*ASSIGNED TASK:*
Scan the entries below. List each line with "field".

*Excerpts from a dataset:*

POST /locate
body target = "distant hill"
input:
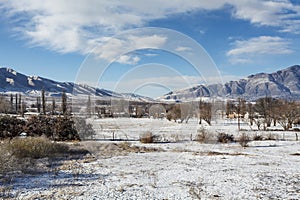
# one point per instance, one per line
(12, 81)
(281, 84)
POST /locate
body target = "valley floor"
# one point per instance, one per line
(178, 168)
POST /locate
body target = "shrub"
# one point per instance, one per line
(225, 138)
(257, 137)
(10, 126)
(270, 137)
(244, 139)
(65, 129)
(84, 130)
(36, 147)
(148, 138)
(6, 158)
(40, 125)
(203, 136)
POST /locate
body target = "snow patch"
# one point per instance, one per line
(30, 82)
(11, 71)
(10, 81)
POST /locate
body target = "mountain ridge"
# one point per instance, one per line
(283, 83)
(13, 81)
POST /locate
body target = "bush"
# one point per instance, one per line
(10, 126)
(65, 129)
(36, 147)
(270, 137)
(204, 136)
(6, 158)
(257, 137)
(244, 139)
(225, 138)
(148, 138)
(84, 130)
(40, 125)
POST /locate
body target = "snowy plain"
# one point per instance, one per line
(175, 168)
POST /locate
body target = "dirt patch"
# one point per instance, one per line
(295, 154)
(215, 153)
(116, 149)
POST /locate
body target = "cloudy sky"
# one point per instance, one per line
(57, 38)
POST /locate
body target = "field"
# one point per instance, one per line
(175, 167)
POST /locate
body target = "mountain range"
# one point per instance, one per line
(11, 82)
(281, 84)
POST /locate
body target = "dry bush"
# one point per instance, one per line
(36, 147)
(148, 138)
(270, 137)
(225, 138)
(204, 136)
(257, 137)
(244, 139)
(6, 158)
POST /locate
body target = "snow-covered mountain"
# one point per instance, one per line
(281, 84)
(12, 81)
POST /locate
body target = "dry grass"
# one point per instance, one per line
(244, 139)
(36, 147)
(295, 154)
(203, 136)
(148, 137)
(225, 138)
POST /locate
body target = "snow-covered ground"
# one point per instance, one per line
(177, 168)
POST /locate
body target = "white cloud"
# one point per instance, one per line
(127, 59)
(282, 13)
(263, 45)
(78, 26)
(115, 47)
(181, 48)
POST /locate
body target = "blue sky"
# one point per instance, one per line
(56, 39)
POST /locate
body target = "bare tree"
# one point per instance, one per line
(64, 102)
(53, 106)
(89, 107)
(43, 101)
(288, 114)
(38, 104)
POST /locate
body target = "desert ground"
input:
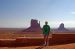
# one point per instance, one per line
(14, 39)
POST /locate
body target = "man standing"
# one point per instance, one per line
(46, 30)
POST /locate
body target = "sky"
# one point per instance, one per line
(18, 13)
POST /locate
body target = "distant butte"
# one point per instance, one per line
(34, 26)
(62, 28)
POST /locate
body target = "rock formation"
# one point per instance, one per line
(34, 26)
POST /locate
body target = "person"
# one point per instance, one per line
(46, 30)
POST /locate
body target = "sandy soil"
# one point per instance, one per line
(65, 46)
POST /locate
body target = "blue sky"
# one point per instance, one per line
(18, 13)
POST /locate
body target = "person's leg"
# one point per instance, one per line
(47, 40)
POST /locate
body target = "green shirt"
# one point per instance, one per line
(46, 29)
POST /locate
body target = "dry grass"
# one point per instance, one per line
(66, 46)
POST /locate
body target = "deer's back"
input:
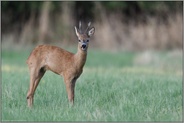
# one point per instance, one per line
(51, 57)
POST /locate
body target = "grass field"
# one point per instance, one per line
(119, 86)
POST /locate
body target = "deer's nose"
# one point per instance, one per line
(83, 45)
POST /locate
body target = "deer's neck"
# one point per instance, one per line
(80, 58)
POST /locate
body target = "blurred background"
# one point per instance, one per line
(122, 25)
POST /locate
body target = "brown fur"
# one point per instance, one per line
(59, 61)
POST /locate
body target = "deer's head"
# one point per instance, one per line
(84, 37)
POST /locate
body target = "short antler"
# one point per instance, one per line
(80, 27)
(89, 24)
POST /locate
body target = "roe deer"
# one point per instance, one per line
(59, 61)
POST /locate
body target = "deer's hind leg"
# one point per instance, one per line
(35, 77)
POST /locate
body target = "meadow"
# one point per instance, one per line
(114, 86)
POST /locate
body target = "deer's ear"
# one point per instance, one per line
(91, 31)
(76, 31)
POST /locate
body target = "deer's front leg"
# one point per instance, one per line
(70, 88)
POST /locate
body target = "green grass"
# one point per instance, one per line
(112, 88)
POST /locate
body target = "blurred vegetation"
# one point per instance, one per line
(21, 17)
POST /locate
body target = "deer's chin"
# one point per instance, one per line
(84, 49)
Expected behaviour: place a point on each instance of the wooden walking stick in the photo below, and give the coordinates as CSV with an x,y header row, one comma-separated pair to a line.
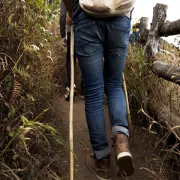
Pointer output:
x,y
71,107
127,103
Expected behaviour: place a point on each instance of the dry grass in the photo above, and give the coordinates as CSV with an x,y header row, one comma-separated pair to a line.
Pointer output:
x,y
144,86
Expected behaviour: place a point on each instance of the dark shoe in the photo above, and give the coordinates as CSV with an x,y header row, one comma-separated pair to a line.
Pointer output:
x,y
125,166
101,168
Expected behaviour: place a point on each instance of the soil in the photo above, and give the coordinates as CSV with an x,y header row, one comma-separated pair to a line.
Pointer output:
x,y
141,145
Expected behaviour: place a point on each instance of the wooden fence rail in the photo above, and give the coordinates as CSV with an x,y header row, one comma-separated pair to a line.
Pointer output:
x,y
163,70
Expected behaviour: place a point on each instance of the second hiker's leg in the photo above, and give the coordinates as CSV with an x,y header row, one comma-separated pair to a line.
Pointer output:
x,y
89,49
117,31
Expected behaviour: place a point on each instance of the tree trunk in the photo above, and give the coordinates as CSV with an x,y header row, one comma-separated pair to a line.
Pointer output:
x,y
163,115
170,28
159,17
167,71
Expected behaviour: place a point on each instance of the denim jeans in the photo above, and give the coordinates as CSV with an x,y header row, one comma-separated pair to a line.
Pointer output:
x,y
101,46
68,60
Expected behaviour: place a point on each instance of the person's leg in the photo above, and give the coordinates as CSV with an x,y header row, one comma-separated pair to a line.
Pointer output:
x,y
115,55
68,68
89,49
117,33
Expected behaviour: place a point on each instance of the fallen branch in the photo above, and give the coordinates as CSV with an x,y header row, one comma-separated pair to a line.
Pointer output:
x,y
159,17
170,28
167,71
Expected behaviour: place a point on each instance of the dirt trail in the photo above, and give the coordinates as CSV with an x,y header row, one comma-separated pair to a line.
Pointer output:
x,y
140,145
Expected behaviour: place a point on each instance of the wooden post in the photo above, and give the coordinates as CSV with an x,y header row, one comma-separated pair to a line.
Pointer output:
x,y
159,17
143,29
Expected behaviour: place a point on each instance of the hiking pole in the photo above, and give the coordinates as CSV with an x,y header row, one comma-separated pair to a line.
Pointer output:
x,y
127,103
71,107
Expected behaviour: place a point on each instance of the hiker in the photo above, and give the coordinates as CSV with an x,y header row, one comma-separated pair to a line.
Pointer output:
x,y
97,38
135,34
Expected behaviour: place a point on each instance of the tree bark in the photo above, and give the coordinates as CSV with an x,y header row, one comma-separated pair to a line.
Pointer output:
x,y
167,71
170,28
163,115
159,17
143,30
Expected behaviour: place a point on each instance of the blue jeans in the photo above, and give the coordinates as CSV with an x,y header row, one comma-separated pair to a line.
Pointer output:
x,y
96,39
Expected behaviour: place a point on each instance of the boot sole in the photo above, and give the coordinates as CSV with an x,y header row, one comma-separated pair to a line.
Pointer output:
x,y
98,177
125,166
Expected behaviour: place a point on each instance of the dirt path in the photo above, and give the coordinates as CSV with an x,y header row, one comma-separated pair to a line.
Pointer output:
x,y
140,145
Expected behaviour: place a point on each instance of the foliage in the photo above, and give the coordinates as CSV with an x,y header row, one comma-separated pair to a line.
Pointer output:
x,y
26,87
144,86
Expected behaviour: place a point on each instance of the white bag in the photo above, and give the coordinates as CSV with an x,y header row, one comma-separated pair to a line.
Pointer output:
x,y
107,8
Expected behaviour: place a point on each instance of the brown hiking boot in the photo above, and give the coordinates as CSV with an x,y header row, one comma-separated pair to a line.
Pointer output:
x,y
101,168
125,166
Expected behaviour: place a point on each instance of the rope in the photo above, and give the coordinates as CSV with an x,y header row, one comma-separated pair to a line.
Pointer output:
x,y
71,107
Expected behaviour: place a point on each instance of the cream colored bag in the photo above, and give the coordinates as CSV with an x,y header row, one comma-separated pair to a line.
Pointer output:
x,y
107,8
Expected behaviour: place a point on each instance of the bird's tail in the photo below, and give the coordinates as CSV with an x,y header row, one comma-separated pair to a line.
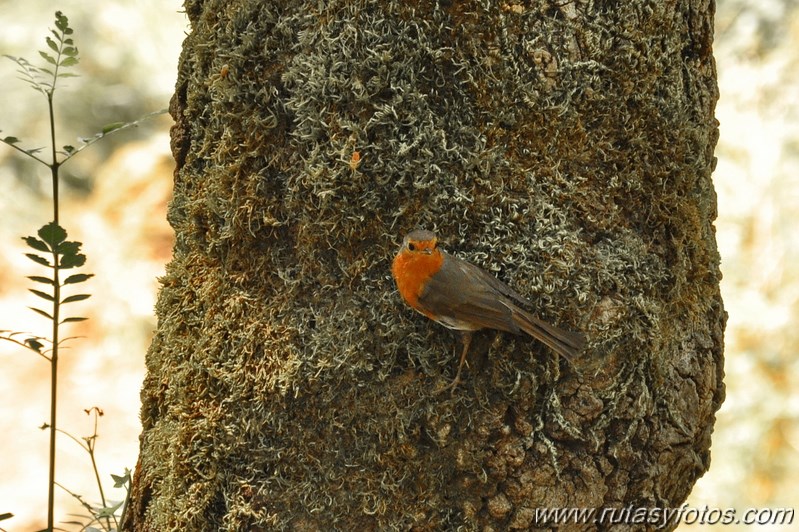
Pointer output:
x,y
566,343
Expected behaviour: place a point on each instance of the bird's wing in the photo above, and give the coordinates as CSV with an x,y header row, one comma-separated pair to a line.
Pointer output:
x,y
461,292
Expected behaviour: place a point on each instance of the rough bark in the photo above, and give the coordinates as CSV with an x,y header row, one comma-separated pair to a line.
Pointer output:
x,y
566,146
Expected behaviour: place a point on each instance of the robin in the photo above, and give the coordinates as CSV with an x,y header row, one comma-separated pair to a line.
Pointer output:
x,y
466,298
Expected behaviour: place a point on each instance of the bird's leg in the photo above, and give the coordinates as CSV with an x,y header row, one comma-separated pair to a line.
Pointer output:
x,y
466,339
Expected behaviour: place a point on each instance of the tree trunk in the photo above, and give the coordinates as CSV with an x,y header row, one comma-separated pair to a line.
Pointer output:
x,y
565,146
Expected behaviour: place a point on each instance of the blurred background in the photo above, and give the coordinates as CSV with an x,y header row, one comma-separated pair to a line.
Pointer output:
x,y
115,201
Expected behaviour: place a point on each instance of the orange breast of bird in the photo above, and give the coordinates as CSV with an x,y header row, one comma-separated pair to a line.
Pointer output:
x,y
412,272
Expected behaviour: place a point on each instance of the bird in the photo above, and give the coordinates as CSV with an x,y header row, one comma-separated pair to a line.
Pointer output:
...
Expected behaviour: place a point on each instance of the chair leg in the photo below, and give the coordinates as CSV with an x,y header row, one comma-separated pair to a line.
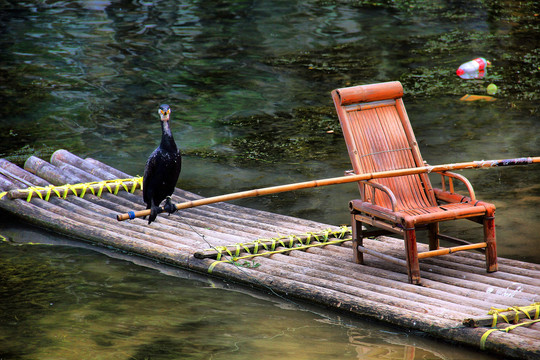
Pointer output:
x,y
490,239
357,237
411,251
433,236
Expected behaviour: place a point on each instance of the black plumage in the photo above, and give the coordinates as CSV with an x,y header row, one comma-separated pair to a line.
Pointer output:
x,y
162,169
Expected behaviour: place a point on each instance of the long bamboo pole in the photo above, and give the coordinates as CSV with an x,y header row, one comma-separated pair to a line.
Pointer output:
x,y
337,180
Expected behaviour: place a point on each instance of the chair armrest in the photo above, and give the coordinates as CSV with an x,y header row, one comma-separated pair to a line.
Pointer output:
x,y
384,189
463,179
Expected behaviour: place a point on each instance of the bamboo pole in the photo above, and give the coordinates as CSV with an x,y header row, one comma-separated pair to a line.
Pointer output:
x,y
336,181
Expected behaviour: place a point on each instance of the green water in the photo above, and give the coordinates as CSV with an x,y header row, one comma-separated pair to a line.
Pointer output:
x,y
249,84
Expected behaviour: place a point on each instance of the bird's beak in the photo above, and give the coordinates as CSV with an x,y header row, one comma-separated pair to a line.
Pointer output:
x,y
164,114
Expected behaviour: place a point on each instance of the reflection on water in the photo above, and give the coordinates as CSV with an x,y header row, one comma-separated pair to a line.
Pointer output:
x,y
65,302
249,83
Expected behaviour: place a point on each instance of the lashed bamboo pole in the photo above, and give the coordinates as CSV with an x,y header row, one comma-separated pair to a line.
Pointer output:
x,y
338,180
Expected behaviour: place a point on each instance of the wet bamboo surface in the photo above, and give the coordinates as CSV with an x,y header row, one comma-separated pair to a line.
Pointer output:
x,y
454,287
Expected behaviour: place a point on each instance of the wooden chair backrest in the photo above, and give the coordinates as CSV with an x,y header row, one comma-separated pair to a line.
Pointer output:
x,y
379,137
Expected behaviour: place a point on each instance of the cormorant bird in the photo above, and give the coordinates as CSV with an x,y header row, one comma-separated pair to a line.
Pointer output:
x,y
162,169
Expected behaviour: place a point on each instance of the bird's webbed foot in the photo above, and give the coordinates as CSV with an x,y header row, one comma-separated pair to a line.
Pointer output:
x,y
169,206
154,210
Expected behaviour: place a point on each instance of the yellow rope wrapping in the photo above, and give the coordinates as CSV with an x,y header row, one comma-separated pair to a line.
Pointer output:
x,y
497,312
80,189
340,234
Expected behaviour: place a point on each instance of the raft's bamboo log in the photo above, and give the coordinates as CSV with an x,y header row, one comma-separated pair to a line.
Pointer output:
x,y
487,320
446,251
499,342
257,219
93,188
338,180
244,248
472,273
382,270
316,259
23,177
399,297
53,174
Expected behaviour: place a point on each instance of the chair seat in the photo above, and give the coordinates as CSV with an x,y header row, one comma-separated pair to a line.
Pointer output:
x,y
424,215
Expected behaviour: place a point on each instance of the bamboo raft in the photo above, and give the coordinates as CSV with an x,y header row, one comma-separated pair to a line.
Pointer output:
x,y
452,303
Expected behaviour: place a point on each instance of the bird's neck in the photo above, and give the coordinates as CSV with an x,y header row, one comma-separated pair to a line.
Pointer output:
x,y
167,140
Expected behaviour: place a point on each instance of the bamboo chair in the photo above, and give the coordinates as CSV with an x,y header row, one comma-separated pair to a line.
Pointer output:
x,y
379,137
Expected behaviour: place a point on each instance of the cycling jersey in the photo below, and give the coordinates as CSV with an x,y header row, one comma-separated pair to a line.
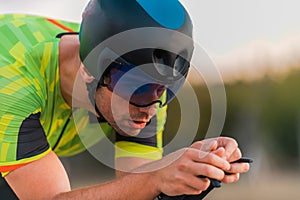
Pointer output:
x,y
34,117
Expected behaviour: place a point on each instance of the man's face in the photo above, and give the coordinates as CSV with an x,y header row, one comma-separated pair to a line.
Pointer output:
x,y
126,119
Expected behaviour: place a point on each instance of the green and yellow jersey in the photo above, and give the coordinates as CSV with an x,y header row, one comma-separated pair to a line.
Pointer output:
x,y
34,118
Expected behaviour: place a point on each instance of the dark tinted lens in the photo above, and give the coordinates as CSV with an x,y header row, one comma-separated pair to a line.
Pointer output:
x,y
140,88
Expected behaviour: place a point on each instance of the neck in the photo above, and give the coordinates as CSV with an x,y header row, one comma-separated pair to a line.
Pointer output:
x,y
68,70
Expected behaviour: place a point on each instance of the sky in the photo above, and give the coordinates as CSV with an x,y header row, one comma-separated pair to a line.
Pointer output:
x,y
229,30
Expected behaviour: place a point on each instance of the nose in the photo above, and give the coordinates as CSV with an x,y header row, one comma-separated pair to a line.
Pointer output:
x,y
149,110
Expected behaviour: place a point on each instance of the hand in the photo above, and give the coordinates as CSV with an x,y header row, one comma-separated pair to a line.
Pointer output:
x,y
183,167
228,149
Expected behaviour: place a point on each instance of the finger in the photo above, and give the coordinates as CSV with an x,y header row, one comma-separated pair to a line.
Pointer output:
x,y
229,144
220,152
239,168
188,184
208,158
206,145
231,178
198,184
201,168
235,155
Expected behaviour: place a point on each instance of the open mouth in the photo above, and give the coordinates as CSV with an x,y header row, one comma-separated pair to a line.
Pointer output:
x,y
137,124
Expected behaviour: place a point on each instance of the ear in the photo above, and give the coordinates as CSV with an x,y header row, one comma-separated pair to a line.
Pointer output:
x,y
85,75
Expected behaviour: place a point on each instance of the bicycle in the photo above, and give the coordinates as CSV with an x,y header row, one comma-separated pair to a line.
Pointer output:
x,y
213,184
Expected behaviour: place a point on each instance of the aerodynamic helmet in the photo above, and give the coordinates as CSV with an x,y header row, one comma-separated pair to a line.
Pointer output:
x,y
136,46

*RESPONSE AREA:*
body target = "field"
body target = "grass field"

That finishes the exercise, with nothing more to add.